• _The data_:
============================================================
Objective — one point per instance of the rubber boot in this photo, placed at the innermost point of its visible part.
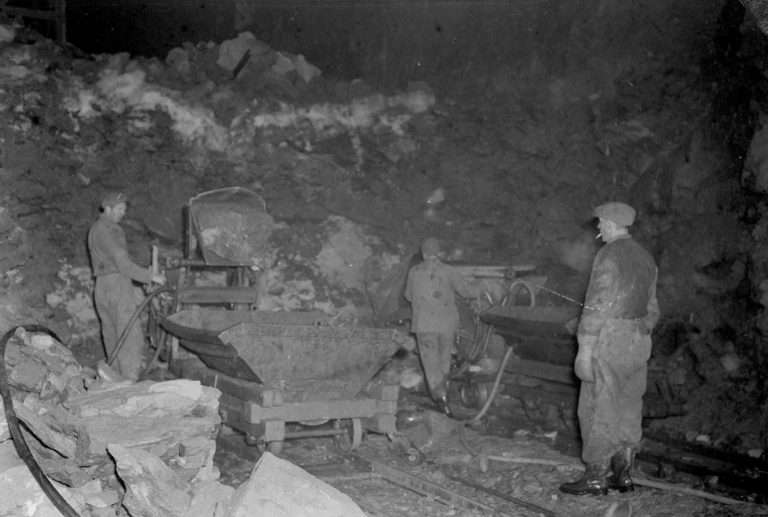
(621, 465)
(442, 405)
(593, 482)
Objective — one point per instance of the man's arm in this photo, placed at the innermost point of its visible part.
(463, 286)
(652, 317)
(600, 296)
(117, 247)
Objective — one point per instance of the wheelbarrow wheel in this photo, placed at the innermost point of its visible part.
(351, 438)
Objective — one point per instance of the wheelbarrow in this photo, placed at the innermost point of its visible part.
(275, 368)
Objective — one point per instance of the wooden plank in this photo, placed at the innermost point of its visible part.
(319, 410)
(541, 370)
(215, 294)
(25, 12)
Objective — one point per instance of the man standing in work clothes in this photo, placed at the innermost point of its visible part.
(614, 335)
(114, 294)
(431, 288)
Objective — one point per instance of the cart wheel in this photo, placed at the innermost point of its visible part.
(352, 436)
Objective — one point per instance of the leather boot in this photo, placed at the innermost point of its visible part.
(593, 482)
(621, 465)
(442, 405)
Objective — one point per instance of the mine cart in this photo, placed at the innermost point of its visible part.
(280, 367)
(540, 372)
(273, 368)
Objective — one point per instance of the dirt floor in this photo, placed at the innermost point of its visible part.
(502, 168)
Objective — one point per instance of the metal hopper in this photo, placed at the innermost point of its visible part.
(299, 353)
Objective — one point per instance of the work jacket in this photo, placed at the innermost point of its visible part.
(109, 252)
(622, 286)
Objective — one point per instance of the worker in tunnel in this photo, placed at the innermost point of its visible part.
(431, 288)
(614, 338)
(114, 294)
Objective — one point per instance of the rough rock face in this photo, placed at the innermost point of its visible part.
(281, 489)
(520, 143)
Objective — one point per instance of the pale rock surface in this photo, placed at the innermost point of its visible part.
(151, 488)
(279, 488)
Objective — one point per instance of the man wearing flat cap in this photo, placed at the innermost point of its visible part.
(114, 294)
(620, 311)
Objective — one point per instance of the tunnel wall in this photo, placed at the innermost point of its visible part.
(396, 41)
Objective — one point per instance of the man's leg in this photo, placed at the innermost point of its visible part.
(115, 304)
(132, 352)
(106, 310)
(429, 352)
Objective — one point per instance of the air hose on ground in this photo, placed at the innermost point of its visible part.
(143, 305)
(497, 381)
(18, 438)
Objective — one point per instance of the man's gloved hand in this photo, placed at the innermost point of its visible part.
(583, 364)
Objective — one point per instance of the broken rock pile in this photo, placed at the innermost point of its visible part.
(107, 446)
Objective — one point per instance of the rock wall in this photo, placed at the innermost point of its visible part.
(393, 42)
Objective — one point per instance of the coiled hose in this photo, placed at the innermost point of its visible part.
(18, 438)
(143, 305)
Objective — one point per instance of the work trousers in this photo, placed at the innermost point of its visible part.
(435, 352)
(115, 299)
(611, 408)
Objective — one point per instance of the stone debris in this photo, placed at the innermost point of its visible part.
(113, 446)
(280, 489)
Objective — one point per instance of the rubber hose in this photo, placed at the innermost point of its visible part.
(18, 438)
(494, 390)
(111, 358)
(158, 350)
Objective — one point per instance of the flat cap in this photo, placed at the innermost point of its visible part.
(110, 199)
(619, 213)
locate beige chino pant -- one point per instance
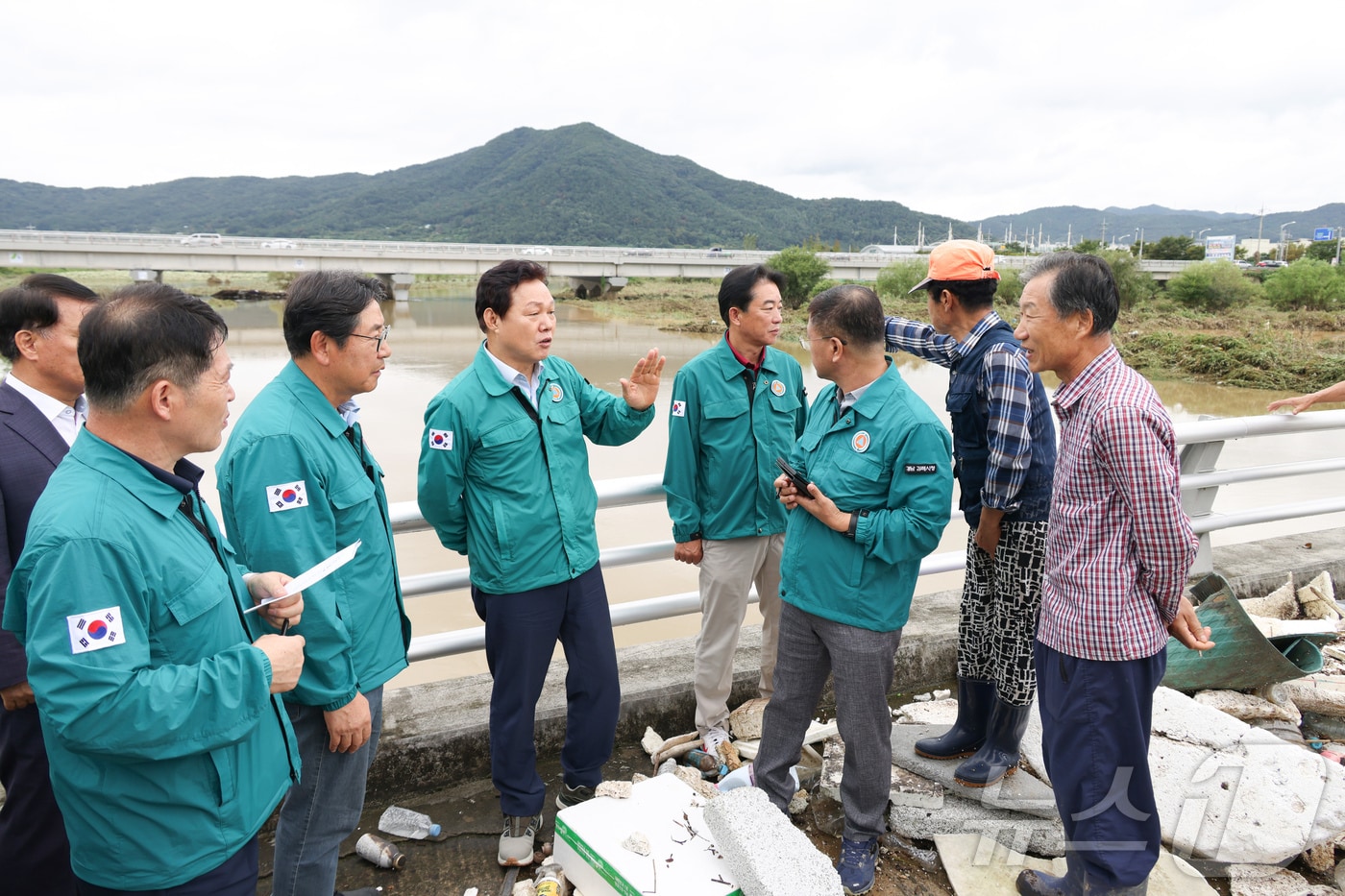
(728, 569)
============================================================
• _What you will do_:
Set down every entry above without alteration, but print no images.

• _Result for this task_:
Objective — one point per instance of the rubber boot in this photo, placed at the innermost point of its visible part.
(621, 465)
(442, 405)
(593, 482)
Objective — one point per instance of the man's arm in this photo, placed at the innermost point of its visible part.
(463, 286)
(652, 317)
(600, 296)
(117, 247)
Objective — one point per instance of the wheelbarrow wheel in this photo, placed at the innermost point of its visible part.
(351, 438)
Objective — one point per instance of the wheelbarrow in this photo, placed at the innermost point of its visible part.
(275, 368)
Objective — one point per instance of the wooden plank in this photo, placed at the innermost point of its visible part.
(319, 410)
(541, 370)
(215, 294)
(25, 12)
Objective — one point per instance of the man standing in work clothes in this photo, placed at the innermost point of its visible part.
(614, 335)
(114, 294)
(431, 288)
Objective — one point per instance of the cart wheel in this photo, placed at the innermost point of its visible part.
(352, 436)
Objective — one point per instance of the leather boot in this photo, placed at the innermost point of its visible part.
(593, 482)
(621, 465)
(442, 405)
Objective — one point per instance of the mine cart in this photo, placed at the innermost point of its visible part.
(280, 367)
(540, 372)
(273, 368)
Objective — one point per instance of the dirt floor in this photo, placed at the innermost point of its visible part.
(502, 168)
Objective — one point per instance of the metal hopper in this photo, placed at the innermost point of its visible part.
(299, 353)
Objective — one point per instance of the work jacket in this photo, placed at the innermost point of its visible part.
(109, 252)
(622, 286)
Objective — one point per instance of the worker in tunnel in this photo, placed at the innermost point of its visible part.
(431, 288)
(614, 338)
(114, 294)
Objective — one point per instance of the rough rock face in this photo, placed at the innermost point of its visible part.
(281, 489)
(520, 143)
Objective — one point per instance of the pale rock surface in this photo, placed at the innermost point of its visible part.
(151, 488)
(279, 488)
Objective — one point per instance of the man wearing flat cap in this photo, placed at the innermost point of its visible part.
(114, 294)
(620, 311)
Objective — one point per instance of the tunnel wall in this photo, placed at the innermost point of its visible part.
(396, 41)
Objective — one point per instance of the man's leg in this photo, placed at the innermost point of its visible part.
(115, 304)
(132, 352)
(106, 310)
(429, 352)
Objective — one point per instance of the air hose on ground in this photo, placed at the innermost point of its visible part.
(143, 305)
(497, 381)
(18, 438)
Objective — one point per instance of the man's gloved hand in this photo, placed at the innermost point of its visible part.
(583, 364)
Objective — one point per instance of the broken rock pile in this photo, placed at the innermost point of its visible part.
(107, 446)
Objective — one point per instance of the rock wall in this photo, placed at the innermost point of its visible part.
(393, 42)
Objective — one point per instance of the coiled hose in this photo, placed at the innermost point of its visible part.
(18, 438)
(143, 305)
Objective — one point per instance of the work trousers in this photo, placed at the innermost point of its visible part.
(435, 352)
(115, 299)
(611, 408)
Objective — one point per instance of the stone debris in this photo, placed at the innermost point of its visible part.
(113, 446)
(280, 489)
Objective — one point per instance of the rubber hose in this photo, placed at the innermost point of its visible part.
(18, 438)
(494, 390)
(111, 358)
(158, 350)
Objective — one point per instance of the flat cap in this photo, placed at the innermost point of its visible part.
(110, 199)
(619, 213)
locate beige chino pant -- one point per instance
(728, 569)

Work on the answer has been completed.